**THE PROBLEM**
Copy the listing exactly, leaving out every picture.

**DATA UNDER STUDY**
· · · · ·

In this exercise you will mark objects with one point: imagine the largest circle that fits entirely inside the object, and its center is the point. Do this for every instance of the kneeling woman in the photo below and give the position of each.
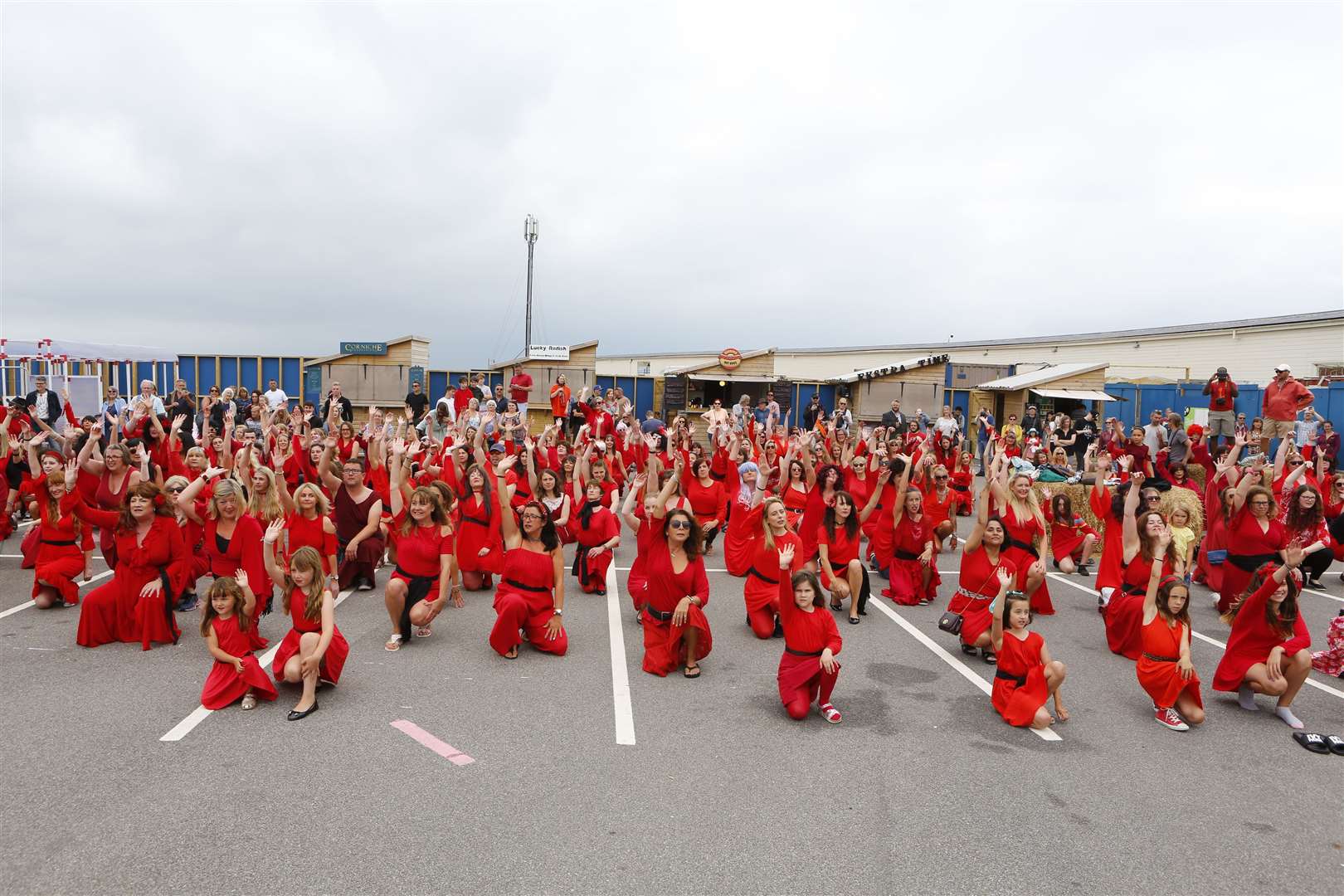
(1025, 676)
(808, 666)
(136, 606)
(675, 629)
(1268, 649)
(531, 596)
(314, 648)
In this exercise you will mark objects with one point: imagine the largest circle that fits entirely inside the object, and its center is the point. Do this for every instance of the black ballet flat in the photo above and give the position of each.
(295, 715)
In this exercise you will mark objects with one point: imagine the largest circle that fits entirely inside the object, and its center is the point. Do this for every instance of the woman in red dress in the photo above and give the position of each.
(986, 574)
(914, 579)
(136, 606)
(1164, 668)
(236, 674)
(531, 592)
(808, 668)
(314, 648)
(1071, 540)
(838, 551)
(676, 631)
(1269, 649)
(1254, 536)
(1025, 676)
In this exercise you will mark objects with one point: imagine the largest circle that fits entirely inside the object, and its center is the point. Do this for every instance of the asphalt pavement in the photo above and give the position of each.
(921, 789)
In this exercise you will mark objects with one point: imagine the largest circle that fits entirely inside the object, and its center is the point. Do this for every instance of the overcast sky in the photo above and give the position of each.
(273, 179)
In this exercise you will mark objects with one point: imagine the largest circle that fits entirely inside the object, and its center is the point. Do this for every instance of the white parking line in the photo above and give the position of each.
(878, 601)
(1222, 646)
(32, 603)
(620, 676)
(199, 713)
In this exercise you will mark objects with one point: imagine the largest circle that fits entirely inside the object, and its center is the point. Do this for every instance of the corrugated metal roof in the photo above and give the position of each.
(1047, 373)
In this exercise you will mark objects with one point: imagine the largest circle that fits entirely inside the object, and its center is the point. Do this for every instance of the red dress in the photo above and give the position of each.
(1020, 679)
(906, 571)
(225, 684)
(977, 585)
(114, 610)
(800, 677)
(1157, 668)
(1249, 547)
(1125, 610)
(665, 645)
(1020, 548)
(1253, 638)
(524, 599)
(336, 650)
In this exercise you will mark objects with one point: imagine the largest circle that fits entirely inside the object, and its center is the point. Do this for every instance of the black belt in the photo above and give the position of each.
(518, 585)
(1250, 562)
(762, 577)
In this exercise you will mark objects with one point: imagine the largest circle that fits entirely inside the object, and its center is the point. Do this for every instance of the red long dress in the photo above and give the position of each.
(1020, 680)
(1249, 547)
(665, 645)
(977, 585)
(761, 590)
(1253, 638)
(1157, 668)
(114, 610)
(336, 652)
(1023, 533)
(225, 684)
(906, 571)
(524, 599)
(60, 557)
(806, 633)
(1125, 610)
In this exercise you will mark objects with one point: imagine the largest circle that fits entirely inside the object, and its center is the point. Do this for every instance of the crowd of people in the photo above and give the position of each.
(253, 494)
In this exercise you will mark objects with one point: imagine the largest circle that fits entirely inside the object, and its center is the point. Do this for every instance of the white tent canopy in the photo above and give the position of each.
(67, 351)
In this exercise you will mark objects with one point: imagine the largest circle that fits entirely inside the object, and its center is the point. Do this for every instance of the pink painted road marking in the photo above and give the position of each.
(429, 740)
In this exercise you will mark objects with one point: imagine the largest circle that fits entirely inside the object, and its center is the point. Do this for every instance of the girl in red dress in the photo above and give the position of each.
(136, 606)
(676, 633)
(1071, 540)
(1025, 676)
(1164, 668)
(986, 574)
(531, 592)
(838, 548)
(236, 674)
(314, 648)
(808, 668)
(1269, 649)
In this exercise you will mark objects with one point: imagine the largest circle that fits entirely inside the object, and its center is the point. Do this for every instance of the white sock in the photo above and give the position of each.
(1287, 715)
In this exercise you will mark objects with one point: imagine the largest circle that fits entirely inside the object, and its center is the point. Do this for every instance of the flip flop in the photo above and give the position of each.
(1315, 743)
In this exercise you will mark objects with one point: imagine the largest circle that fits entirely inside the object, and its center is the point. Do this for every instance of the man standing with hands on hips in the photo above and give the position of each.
(1283, 398)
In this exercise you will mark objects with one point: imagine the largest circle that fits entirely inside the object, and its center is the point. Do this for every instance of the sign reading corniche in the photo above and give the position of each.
(363, 348)
(548, 353)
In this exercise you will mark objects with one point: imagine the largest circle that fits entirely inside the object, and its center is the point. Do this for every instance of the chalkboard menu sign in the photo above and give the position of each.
(674, 394)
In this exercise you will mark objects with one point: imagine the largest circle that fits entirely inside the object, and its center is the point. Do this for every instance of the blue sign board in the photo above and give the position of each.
(363, 348)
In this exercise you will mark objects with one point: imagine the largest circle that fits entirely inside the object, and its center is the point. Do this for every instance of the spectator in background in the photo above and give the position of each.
(520, 390)
(417, 402)
(1283, 398)
(1220, 391)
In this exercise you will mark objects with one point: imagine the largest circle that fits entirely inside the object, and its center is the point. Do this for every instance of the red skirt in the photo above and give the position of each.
(225, 684)
(332, 661)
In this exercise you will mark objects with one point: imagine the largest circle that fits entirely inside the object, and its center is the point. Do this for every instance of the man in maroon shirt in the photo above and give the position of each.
(1283, 398)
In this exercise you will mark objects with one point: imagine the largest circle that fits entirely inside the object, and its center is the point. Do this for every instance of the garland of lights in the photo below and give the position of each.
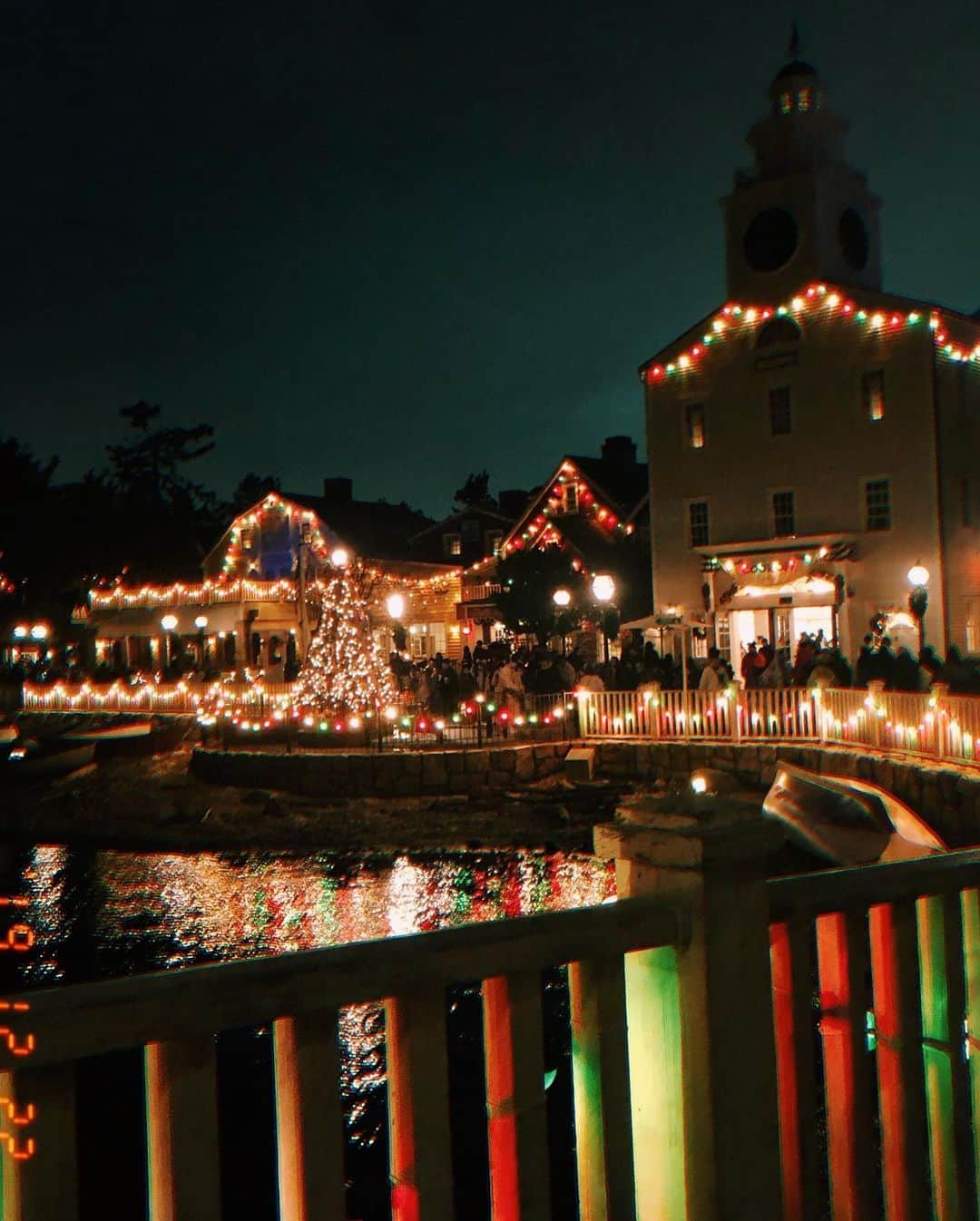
(345, 671)
(814, 297)
(542, 530)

· · · · ·

**ANSWER BELOW**
In this exercise you will mark objects with one point: imagine the largest circle that fits entirely inside the object, and its center is the point. Do this for every instance of the kneeling woman in the photo below and give the position of each.
(1025, 676)
(808, 666)
(136, 606)
(675, 629)
(1268, 649)
(531, 596)
(314, 648)
In this exercise you will mark objects with one point: imagine the largest circle that fits entirely inside the object, and its center is the point. Do this for every instance of the black ballet flat in the photo above and give the position of each.
(295, 715)
In this exercise you will mark objects with one point: imagine the largest circle that fits entirely inside the object, and its center is the point. Do this for every instance of the woman in red dress in the photo above and give the position of each.
(986, 574)
(914, 579)
(136, 606)
(1164, 668)
(236, 674)
(531, 592)
(808, 668)
(314, 648)
(1071, 540)
(838, 551)
(676, 631)
(1269, 649)
(1254, 536)
(1025, 676)
In this exercise you will mark objects with one point: imagine the largest circle that fits entirely inside the object, and its center is the point. Do this for every instance of the asphalt pavement in the photo above and give the position of each.
(921, 789)
In this exercise you will mark objects with one point: imagine the largest circle that fits entirely inside the object, and its center is the point. Do this for every instance of the overcast sky in the photo above and give the position of each.
(273, 179)
In this exercise you will mark objects with one point: imagine the largest circle that fits entirely inside the object, and its center is the point. Do this for every instance of the white parking line in the photo above and give the position of each.
(878, 601)
(1222, 646)
(32, 603)
(620, 676)
(199, 713)
In this exercise you will mark objects with one point: imagine the largest circle that fits entirely inside the object, and its center is the point. Do this for every instance of the corrugated metal roof in the photo above and give the position of each.
(1047, 373)
In this exercise you will mark objects with one point: imagine the largest circle that fits entirely inside the object, and its center is the point. Do this for every instance of the red dress in the photo above and give the position of each.
(1020, 679)
(906, 571)
(225, 684)
(977, 585)
(114, 610)
(800, 677)
(1157, 668)
(1249, 547)
(1125, 610)
(665, 645)
(1020, 548)
(1253, 638)
(524, 599)
(336, 650)
In this exercise you will mark objects with one point: imagine the largest circle that fits entirely inside the object, and its center is the point. Do this for every instance of the black belt in the photo above and give the position of each.
(518, 585)
(1250, 562)
(762, 577)
In this exercise you will mark objects with one point: imagine the largest circle that fits entirely inside the object, and its center is the point. Do this for every instance of the red long dress in the photo above and give the position of each.
(1020, 680)
(1249, 547)
(665, 645)
(977, 585)
(761, 590)
(1253, 638)
(1157, 668)
(114, 610)
(336, 652)
(1023, 533)
(225, 684)
(906, 571)
(524, 599)
(60, 557)
(806, 633)
(1125, 610)
In this exercise you will mark objects with one point: imagine the largest circle that fits entirely inside the object, and its center is the point. Do this for every instance of the crowd of people in the photo above and give the position of each.
(253, 494)
In this exercise you will mark objects with one point: imagine the largest circle that fits entirely inside the object, and its center is the point. Do this for every instance of the white tent canopy in the photo above and give the position of each.
(67, 351)
In this exercise you will mark objects with one point: imagine the largest circle that fits entirely inside the object, and its center is the point. Do this for every instance of the pink painted road marking in the photo above and give the position of each.
(429, 740)
In this exercise you will mark objects with one point: imagine the largest circle that fits entirely inside the object, and its center is the point. Do this for every instance of the girl in red dress in the photo above and give the position of each.
(136, 606)
(676, 633)
(1071, 540)
(1025, 676)
(1164, 668)
(986, 574)
(531, 592)
(838, 548)
(236, 674)
(314, 648)
(808, 668)
(1269, 649)
In this exercise you will mark objects with one point: imagine the largest circle that fits entirely inside the object, and its center is the point. Do this for every instance of the white sock in the photo above and give the position of each.
(1287, 715)
In this exercise you will mark objects with one point: imagine the largest circle that fits entirely inside the object, and its center is the point. Do this for every instance of the flip flop in the photo above and give the position of each.
(1315, 743)
In this exercise you will mark objects with one point: imagine the largest circle that fits entirely inside the object, and its center is the point. Do this for every instance of the man standing with hands on hips in the photo above and give the position of each.
(1283, 398)
In this exercise you will mark objects with one point: imagine the largest circle that fits entirely inside the object, and its center is the point. Do this for every instance of the sign reading corniche in the photo above and give the position of each.
(363, 348)
(548, 353)
In this exercise you will mark objects with one point: imagine the largest circle that fits entirely inside the object, and its center is the point. Do this for every instance of the chalkboard menu sign in the photo above and give the position of each.
(674, 394)
In this exercise you will mark objects with one point: imagine the largest circle that fits entirely inside the object, and its center is the point. Do this for every instance of the blue sign board in the photo above and give the position of each.
(363, 348)
In this exercise you will mark objects with one point: imagine the largest circle that fits entirely inside the object, and its center is the point. Do this for every instance of the spectator in background in the photo above and give the position of each.
(520, 390)
(417, 402)
(1283, 398)
(1220, 391)
In this exercise you will mark objects with one point: imagine the largest circle that fits entirely inside the object, and its center is the point. Do this for every instance of the red skirt in the photo above and give the position of each.
(225, 684)
(332, 661)
In this exercise you will mark objects with one point: imagine the largest circle that fits entirely inside the object, and its center is the point. Do this for every instance of the man in maroon shirt in the photo above and give the position of each.
(1283, 398)
In this exercise you will mark objects with one point: imagine the largest circle that fits entirely inside the object, and its center is the point. Do this for every instance of the garland of lights in the photo below and give the position of each.
(345, 671)
(814, 297)
(542, 530)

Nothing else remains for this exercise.